==== Selected text
Viruses have the potential to influence community composition through species specific mortality, and this influence extends to biogeochemical transformations, depending on the viral susceptibility of key species. Similarly, variable nutrient requirements may determine which species can persist in different nutrient regimes. The influence of particular trace metal requirements in phytoplankton nutrition has recently been recognized as a key factor in species distributions; research is needed on the trace element requirements of species to fill this information void for bacteria and archaea.

In addition, there is considerable metabolic plasticity among many prokaryotes and small eukaryotes. Resting stages and/or the ability to lower metabolic rate substantially during periods of adverse environmental conditions make it difficult to extrapolate experimental data from species studied in the laboratory to their activities in nature. As a consequence, new methodologies designed to measure the abundance, small scale distribution and metabolic rates of individual microorganismal species in natural communities are beginning to emerge. These methodologies have begun to provide valuable insights on the activities of microbial species, especially when coupled with physiological data obtained from laboratory cultures.

Expanding Culture Collections: Our ability to interpret and predict the activity of microorganisms in nature is based largely on the extrapolation of experimental work conducted on cultured microorganisms in the laboratory. Obviously, these interpretations are only as good as our ability to culture representative organisms in the lab and there is still a great deal of uncertainty as to whether these species represent the numerically-dominant and physiologically-active microorganisms in nature. As described above, new characterizations of microbial diversity are beginning to address this long-standing issue in microbial ecology. While culture-independent techniques (e.g. DNA sequence-based approaches; mRNA analyses) have removed some constraints from the study of unculturable/uncultured organisms, they have not lessened the usefulness of culture collections. Characterization of cultured species of microorganisms places limits on the activities of these species in natural communities, and cultures continue to form the basis of most probe development. Therefore, continued support of culture collections and research into innovative cultivation methods is very important, even in the molecular age.
========
==== Given data
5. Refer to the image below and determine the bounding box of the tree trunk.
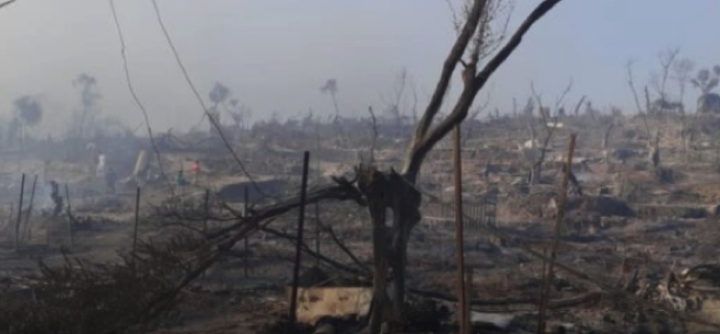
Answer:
========
==== Given data
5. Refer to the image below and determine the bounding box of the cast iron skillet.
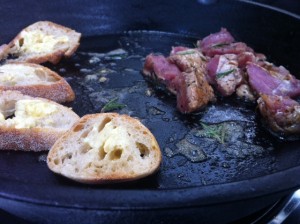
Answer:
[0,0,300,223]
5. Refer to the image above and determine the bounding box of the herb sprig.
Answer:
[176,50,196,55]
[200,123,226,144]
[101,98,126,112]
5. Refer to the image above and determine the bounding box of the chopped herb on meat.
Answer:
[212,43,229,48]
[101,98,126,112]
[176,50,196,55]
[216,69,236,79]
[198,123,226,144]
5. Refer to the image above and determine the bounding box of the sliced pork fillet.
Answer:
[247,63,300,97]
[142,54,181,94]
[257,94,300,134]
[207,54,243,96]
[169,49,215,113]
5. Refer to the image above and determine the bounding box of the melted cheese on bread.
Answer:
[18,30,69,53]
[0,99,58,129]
========
**Activity 1:**
Answer these questions from the microbial ecology text:
(a) What has recently been recognized as a key factor in species distributions?
(b) What two things make it difficult to extrapolate laboratory data on species to their activities in nature?
(c) What do cultures continue to form the basis of?
**Activity 2:** Please transcribe everything in the microbial ecology text from "Viruses have the" down to "bacteria and archaea.".

**Response box 1:**
(a) The influence of particular trace metal requirements in phytoplankton nutrition.
(b) Resting stages and/or the ability to lower metabolic rate substantially during periods of adverse environmental conditions.
(c) Most probe development.

**Response box 2:**
Viruses have the potential to influence community composition through species specific mortality, and this influence extends to biogeochemical transformations, depending on the viral susceptibility of key species. Similarly, variable nutrient requirements may determine which species can persist in different nutrient regimes. The influence of particular trace metal requirements in phytoplankton nutrition has recently been recognized as a key factor in species distributions; research is needed on the trace element requirements of species to fill this information void for bacteria and archaea.